WORK ORDER:
Given the entries below, would you transcribe exactly the lines starting at the one with "Find every instance of the dark" and ending at the one with "Find every instance of the gray", both kept, pictures omitted, nothing extra?

EXERCISE INPUT:

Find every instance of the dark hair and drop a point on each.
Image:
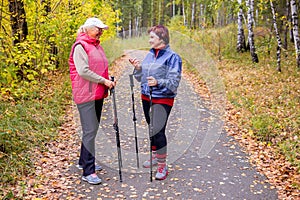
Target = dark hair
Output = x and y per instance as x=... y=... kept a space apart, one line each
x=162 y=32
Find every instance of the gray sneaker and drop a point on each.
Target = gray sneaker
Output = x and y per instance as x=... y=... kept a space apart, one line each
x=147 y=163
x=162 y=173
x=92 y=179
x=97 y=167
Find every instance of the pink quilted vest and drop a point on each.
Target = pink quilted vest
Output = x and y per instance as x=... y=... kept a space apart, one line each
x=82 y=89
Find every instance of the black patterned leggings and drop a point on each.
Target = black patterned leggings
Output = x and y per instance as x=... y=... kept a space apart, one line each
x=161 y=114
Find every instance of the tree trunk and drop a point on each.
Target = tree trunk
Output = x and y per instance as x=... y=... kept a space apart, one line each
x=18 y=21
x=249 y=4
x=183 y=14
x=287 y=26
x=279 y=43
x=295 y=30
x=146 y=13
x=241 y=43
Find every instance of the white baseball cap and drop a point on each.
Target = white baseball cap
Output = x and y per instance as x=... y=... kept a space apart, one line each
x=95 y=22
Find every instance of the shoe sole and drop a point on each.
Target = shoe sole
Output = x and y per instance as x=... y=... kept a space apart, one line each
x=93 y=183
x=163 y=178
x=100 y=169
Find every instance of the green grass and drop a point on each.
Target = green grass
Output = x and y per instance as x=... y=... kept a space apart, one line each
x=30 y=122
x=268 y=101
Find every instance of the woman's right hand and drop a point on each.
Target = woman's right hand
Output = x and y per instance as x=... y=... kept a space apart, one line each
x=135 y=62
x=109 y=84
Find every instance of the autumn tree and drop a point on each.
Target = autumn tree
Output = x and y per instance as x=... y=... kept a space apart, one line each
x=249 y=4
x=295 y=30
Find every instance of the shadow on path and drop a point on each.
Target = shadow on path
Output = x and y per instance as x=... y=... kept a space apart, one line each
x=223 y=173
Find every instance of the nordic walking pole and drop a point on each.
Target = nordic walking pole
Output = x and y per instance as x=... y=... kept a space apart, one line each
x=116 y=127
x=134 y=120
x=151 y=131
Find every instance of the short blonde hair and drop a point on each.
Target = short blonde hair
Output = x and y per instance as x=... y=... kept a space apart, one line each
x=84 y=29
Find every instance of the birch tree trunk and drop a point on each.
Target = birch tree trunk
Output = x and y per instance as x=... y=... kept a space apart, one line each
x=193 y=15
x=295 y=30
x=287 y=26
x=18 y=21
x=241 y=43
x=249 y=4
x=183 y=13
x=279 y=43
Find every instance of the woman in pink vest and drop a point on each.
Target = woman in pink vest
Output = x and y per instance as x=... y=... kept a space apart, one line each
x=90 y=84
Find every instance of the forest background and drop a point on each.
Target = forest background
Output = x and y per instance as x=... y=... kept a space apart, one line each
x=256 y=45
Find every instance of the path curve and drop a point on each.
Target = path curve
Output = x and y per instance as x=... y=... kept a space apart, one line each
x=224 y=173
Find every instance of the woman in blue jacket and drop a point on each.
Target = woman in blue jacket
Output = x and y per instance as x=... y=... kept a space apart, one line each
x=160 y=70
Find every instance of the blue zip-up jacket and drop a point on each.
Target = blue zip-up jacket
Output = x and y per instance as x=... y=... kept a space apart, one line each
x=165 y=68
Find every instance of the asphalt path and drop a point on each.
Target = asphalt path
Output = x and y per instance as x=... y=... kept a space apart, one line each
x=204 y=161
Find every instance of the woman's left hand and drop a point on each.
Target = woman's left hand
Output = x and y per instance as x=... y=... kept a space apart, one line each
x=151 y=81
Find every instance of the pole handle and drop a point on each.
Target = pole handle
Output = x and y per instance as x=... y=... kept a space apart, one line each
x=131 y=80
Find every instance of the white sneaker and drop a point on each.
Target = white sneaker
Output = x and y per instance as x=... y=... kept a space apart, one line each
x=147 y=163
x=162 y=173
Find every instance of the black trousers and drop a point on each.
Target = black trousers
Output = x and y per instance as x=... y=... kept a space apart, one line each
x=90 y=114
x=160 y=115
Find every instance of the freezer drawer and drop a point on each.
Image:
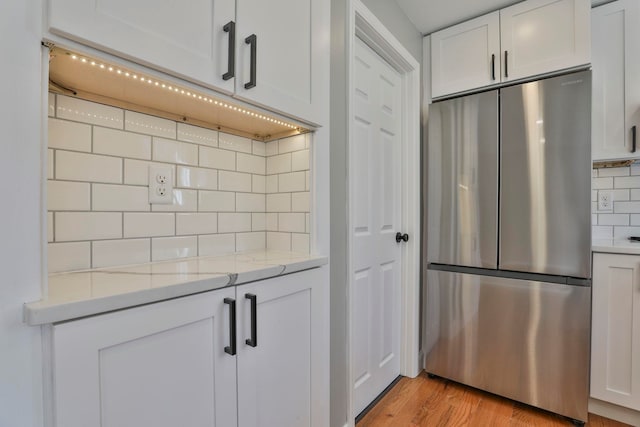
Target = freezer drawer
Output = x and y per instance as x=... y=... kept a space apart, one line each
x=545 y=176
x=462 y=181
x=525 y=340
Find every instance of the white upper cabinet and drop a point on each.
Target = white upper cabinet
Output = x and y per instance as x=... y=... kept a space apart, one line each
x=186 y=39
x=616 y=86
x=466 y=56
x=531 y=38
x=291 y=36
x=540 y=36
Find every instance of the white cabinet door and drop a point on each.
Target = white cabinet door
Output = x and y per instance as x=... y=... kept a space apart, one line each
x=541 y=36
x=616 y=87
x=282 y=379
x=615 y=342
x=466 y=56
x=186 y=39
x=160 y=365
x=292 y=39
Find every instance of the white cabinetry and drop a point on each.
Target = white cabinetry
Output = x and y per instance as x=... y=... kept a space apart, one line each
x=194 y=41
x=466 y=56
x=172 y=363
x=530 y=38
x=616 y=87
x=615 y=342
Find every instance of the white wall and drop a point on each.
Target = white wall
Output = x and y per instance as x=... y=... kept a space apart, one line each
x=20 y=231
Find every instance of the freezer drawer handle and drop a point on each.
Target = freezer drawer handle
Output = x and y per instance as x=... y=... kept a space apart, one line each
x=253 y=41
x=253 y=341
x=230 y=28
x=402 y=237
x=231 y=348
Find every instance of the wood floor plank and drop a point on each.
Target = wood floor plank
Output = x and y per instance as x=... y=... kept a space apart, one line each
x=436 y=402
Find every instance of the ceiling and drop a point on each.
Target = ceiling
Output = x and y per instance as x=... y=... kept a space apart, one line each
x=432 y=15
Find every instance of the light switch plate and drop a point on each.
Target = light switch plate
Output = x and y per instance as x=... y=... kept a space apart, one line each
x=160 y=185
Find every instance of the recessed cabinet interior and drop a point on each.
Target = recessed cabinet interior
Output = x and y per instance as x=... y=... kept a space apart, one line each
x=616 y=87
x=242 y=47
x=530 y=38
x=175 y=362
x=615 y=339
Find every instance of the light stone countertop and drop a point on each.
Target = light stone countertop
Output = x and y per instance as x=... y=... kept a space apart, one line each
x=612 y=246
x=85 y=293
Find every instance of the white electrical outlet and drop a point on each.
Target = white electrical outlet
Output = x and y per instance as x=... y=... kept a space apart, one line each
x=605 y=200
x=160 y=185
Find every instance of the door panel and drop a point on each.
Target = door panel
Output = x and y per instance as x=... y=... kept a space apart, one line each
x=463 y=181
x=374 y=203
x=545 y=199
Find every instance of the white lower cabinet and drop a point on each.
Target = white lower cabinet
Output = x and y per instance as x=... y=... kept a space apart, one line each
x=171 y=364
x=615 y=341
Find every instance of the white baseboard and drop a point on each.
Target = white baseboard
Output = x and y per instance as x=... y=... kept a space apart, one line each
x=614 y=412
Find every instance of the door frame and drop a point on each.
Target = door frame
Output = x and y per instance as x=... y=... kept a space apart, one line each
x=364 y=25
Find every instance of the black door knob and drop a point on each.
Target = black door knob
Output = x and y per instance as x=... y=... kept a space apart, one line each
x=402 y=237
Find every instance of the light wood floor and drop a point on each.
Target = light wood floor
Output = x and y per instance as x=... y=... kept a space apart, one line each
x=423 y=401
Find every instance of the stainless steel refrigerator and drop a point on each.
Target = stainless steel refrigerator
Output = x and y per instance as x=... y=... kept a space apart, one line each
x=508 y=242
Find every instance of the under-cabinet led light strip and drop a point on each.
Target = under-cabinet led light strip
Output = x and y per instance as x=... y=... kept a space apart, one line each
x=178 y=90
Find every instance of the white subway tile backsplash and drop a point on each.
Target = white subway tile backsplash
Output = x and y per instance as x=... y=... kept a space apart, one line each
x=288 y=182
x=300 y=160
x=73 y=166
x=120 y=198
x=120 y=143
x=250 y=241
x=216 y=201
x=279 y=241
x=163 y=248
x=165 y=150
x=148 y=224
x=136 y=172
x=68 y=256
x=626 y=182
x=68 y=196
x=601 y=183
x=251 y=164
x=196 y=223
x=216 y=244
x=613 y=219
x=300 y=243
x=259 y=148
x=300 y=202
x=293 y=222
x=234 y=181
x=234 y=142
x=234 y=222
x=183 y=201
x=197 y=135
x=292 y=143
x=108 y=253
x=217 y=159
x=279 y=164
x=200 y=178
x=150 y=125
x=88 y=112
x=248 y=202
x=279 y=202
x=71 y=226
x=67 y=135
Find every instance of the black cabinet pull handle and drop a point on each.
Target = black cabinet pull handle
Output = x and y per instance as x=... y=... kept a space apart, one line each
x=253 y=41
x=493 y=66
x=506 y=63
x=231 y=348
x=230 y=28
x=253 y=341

* * *

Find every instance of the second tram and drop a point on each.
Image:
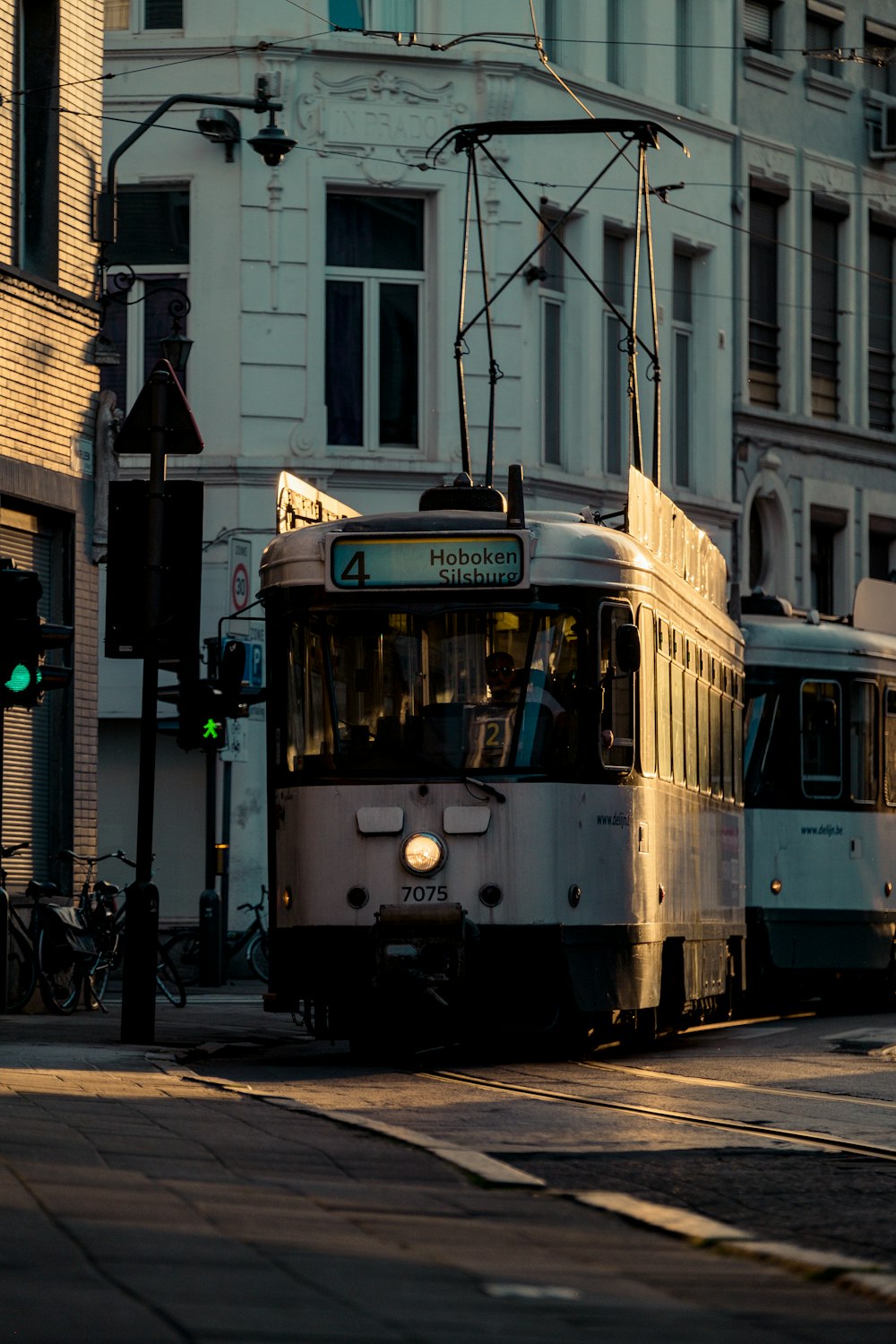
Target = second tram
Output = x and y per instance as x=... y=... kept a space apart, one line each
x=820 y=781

RESULT OF THIS EXERCISE:
Find every instance of the dark hair and drop a point on each.
Image:
Target = dark hair
Output = x and y per instance as x=... y=... kept a space apart, one line each
x=162 y=32
Find every instance of the gray sneaker and drop a point on each.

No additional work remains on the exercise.